:: Reading text ::
Rachel V. Rose, JD, MBA, advises clients on compliance and transactions in healthcare, cybersecurity, corporate and securities law, while representing plaintiffs in False Claims Act and Dodd-Frank whistleblower cases. She also teaches bioethics at Baylor College of Medicine in Houston. Rachel can be reached through her website, www.rvrose.com.
A recent N.J. Supreme Court case raises several issues around malpractice insurance laws and whether docs should disclose if they have it or not.
A recent ruling in a New Jersey court serves as a reminder to physicians to check state laws in relation to the requirement to disclose medical malpractice coverage.
According to the New Jersey Supreme Court’s website, the issue addressed in Jarrell v. Kaul centered around, “C[an] plaintiffs maintain a cause of action against a medical doctor for failure to disclose that he did not have malpractice insurance to cover the relevant procedure; and can plaintiffs maintain a cause of action against a medical facility that allowed the medical doctor to perform in the facility procedures for which the doctor does not have malpractice insurance?” . In the State of New Jersey, the answer from their Supreme Court was “No.”

:: Actions to take ::
(1) In the malpractice insurance article, where does Rachel V. Rose teach bioethics?
(2) Extend the malpractice insurance disclosure article, picking up after its last sentence.

:: Records from a data source ::

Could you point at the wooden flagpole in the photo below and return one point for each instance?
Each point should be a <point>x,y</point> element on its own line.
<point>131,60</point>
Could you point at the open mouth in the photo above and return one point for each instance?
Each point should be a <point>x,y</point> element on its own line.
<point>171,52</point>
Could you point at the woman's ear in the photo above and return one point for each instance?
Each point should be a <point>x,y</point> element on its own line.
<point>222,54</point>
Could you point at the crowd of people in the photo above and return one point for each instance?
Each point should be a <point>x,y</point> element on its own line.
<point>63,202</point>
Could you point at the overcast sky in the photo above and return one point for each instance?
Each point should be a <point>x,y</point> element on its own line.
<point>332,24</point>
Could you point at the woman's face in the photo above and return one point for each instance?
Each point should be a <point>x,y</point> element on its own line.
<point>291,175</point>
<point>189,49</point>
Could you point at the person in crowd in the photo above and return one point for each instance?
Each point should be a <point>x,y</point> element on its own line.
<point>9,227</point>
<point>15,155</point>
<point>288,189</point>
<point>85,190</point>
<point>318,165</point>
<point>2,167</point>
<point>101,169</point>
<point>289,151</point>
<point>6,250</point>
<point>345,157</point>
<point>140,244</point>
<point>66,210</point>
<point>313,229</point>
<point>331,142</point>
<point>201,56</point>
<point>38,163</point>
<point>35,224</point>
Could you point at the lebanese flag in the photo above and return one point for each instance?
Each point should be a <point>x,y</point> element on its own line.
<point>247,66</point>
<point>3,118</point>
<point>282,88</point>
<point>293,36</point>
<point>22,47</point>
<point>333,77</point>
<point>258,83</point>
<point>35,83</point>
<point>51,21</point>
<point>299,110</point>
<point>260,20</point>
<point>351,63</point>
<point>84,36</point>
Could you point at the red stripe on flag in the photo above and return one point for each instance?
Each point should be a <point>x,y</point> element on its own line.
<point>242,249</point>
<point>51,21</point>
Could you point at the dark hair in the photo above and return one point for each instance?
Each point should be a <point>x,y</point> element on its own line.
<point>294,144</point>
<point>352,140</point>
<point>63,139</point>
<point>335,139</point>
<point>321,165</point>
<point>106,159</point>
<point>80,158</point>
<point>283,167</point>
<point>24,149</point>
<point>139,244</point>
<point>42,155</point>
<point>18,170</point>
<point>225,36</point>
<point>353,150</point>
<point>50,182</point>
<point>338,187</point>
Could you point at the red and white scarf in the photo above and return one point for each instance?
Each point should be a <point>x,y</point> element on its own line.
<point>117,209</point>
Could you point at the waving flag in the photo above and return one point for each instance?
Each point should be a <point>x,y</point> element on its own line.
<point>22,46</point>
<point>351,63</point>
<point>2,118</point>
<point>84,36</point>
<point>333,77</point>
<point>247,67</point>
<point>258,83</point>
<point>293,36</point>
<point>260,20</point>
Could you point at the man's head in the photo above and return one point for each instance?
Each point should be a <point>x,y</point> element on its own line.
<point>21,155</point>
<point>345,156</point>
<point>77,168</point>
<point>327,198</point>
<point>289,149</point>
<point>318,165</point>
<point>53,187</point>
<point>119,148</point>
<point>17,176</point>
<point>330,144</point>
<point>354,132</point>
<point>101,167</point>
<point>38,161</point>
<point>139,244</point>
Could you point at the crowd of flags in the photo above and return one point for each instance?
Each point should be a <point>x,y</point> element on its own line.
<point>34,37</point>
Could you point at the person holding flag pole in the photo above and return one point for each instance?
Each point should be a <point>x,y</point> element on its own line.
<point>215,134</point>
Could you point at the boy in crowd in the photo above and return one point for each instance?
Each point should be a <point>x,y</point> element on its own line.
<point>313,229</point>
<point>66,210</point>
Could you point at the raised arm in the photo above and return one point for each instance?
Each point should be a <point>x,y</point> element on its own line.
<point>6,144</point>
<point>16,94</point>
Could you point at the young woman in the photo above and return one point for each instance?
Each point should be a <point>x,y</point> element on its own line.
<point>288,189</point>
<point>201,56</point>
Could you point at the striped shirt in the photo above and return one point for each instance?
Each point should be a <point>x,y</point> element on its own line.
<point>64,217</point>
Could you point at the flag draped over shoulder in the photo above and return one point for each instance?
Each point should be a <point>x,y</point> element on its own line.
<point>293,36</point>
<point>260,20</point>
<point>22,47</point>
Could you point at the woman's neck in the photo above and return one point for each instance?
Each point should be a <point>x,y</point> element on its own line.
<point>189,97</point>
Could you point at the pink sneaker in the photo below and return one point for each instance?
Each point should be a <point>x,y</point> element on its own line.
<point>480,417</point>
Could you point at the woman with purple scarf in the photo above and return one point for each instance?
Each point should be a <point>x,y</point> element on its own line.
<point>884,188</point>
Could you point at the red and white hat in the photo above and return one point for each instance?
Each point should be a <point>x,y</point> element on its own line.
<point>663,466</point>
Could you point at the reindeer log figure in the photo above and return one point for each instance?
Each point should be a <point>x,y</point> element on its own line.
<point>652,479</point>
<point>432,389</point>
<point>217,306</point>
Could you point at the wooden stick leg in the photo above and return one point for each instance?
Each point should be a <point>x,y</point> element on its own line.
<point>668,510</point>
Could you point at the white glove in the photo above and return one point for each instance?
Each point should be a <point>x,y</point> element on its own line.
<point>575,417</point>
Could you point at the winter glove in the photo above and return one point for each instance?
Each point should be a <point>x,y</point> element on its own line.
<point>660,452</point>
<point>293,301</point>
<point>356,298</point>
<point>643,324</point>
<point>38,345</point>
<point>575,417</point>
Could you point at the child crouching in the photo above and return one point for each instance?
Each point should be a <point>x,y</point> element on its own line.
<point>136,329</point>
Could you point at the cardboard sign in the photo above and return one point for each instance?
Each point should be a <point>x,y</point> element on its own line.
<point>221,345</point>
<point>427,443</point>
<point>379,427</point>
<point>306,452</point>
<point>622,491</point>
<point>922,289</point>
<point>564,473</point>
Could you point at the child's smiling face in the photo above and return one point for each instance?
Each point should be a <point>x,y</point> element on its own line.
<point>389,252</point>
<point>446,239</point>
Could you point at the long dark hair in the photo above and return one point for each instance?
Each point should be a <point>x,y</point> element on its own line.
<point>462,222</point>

:: Task-by-task outputs ::
(1) At Baylor College of Medicine in Houston.

(2)
In this case, the plaintiff/patient, James Jarrell and his wife were awarded $750,000 at the trial court level and then appealed for more money on the premise that the physician did not disclose that he did not have medical malpractice insurance to cover the procedures. Ironically, Richard A. Kaul was an anesthesiologist, not a board certified neurosurgeon or orthopedic surgeon and definitely not fellowship trained in spine surgery.
What the New Jersey Supreme Court did find was, “[a] health care facility that grants privileges to physicians to use its facility has a continuing duty to ensure that any physician granted privileges maintains the required insurance," Judge Mary Catherine Cuff wrote for the court. Hence, the Jarrells are going back to trial to pursue damages against Market Street, the surgery center, which allowed the physician to operate under these circumstances.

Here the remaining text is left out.